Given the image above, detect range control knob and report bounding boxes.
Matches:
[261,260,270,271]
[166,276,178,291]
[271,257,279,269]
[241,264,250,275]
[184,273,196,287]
━━━━━━━━━━━━━━━━
Copy out the whole listing, word for word.

» **Answer to this task**
Given the image above, detect range control knob and report bounding boxes.
Matches:
[261,260,270,271]
[166,276,178,291]
[271,257,279,269]
[241,264,250,275]
[184,273,196,287]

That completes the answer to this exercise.